What this task involves: List every line in the records below that contains the string "plastic". Case counts.

* Start Dataset records *

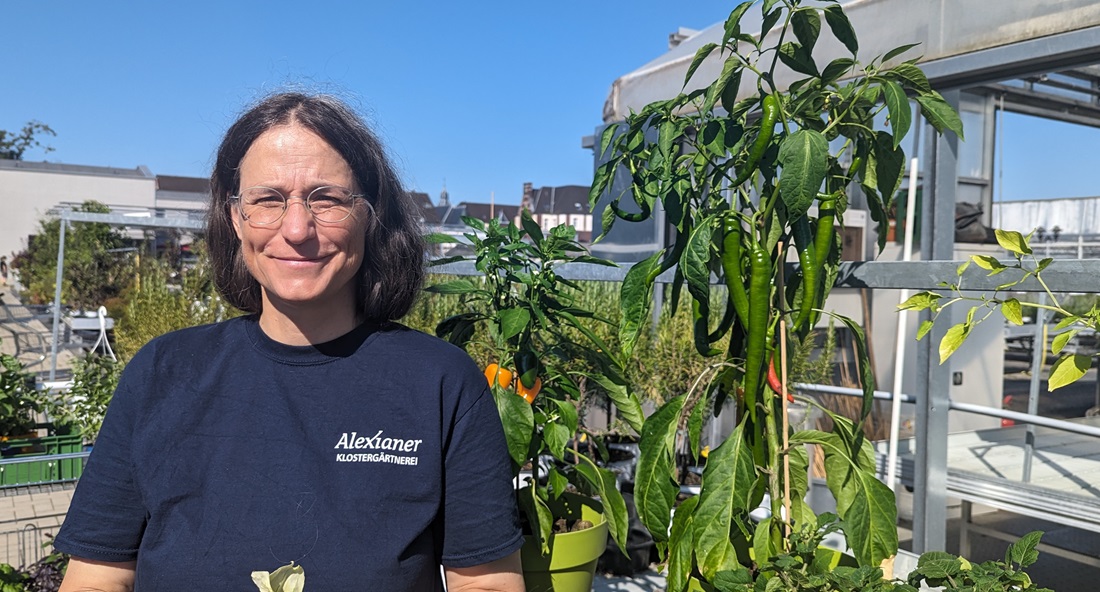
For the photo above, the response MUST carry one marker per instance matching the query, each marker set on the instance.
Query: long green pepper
(811, 271)
(769, 107)
(759, 316)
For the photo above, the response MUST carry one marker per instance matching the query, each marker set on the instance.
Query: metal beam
(1067, 275)
(1014, 61)
(133, 220)
(937, 243)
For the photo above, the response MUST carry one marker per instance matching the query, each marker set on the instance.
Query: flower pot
(572, 560)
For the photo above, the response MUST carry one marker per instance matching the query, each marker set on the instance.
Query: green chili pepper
(760, 310)
(825, 236)
(770, 108)
(732, 266)
(823, 244)
(811, 272)
(725, 324)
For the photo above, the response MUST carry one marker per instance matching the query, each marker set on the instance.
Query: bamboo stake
(782, 397)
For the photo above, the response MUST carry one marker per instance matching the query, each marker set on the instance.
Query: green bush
(18, 398)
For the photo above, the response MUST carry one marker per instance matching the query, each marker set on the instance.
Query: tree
(13, 145)
(96, 269)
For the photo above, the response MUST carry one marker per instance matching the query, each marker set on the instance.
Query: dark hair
(393, 267)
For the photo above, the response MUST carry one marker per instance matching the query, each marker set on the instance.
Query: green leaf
(681, 544)
(556, 436)
(804, 159)
(889, 164)
(439, 238)
(793, 57)
(557, 481)
(626, 401)
(952, 340)
(531, 227)
(1067, 321)
(837, 68)
(921, 300)
(605, 174)
(807, 26)
(866, 505)
(695, 260)
(636, 296)
(728, 483)
(942, 116)
(842, 28)
(1013, 311)
(898, 106)
(518, 420)
(911, 77)
(513, 321)
(730, 70)
(697, 61)
(695, 425)
(655, 491)
(1068, 370)
(1010, 240)
(1059, 340)
(285, 579)
(898, 51)
(987, 262)
(454, 286)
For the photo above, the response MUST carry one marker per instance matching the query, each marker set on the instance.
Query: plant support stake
(901, 338)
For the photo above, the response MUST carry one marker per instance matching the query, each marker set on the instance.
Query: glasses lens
(331, 204)
(262, 205)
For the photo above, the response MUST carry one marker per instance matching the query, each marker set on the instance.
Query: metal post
(57, 295)
(1038, 355)
(1038, 352)
(930, 500)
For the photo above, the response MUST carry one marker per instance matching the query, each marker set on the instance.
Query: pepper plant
(746, 172)
(546, 358)
(1069, 366)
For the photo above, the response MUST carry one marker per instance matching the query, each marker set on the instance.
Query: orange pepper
(499, 375)
(503, 376)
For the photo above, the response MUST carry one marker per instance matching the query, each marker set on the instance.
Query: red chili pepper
(773, 380)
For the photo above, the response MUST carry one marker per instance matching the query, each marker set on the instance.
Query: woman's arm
(89, 576)
(501, 576)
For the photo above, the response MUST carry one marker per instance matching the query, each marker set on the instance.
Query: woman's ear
(234, 215)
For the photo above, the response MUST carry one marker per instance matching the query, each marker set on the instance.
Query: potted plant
(543, 359)
(747, 187)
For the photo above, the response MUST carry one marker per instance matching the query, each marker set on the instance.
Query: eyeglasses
(266, 206)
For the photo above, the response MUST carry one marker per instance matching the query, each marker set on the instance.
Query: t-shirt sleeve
(107, 517)
(481, 523)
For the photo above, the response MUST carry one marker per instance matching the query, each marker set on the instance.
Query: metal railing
(42, 469)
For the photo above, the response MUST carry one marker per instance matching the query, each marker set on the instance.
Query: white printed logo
(354, 441)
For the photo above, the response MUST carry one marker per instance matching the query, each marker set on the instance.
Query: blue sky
(485, 95)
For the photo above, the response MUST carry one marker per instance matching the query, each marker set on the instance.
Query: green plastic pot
(571, 563)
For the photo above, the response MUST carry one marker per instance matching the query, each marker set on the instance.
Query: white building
(29, 190)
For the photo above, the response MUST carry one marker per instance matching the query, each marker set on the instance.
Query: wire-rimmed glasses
(266, 206)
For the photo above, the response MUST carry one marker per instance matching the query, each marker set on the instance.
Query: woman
(314, 430)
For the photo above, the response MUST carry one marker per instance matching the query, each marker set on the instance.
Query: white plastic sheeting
(943, 28)
(1074, 216)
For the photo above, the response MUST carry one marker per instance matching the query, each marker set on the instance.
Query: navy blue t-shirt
(370, 460)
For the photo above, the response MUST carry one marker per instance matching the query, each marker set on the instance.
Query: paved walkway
(26, 516)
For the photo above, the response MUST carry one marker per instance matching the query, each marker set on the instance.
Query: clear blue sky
(485, 95)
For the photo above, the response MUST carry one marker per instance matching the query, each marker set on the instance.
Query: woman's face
(299, 261)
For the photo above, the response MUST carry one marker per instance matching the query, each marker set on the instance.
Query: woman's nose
(297, 221)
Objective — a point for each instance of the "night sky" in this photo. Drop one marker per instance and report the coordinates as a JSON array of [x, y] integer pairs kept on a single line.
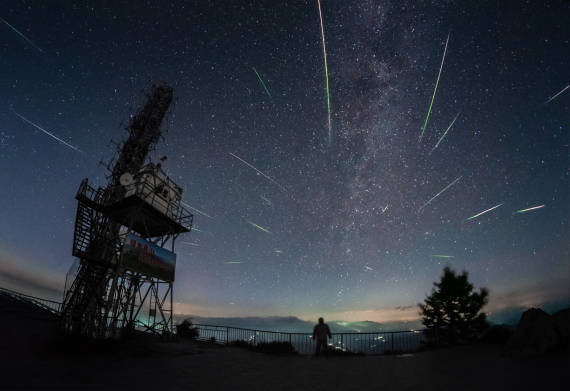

* End Dataset records *

Solution to the exercise:
Query: green plastic pot
Query: white plastic sheeting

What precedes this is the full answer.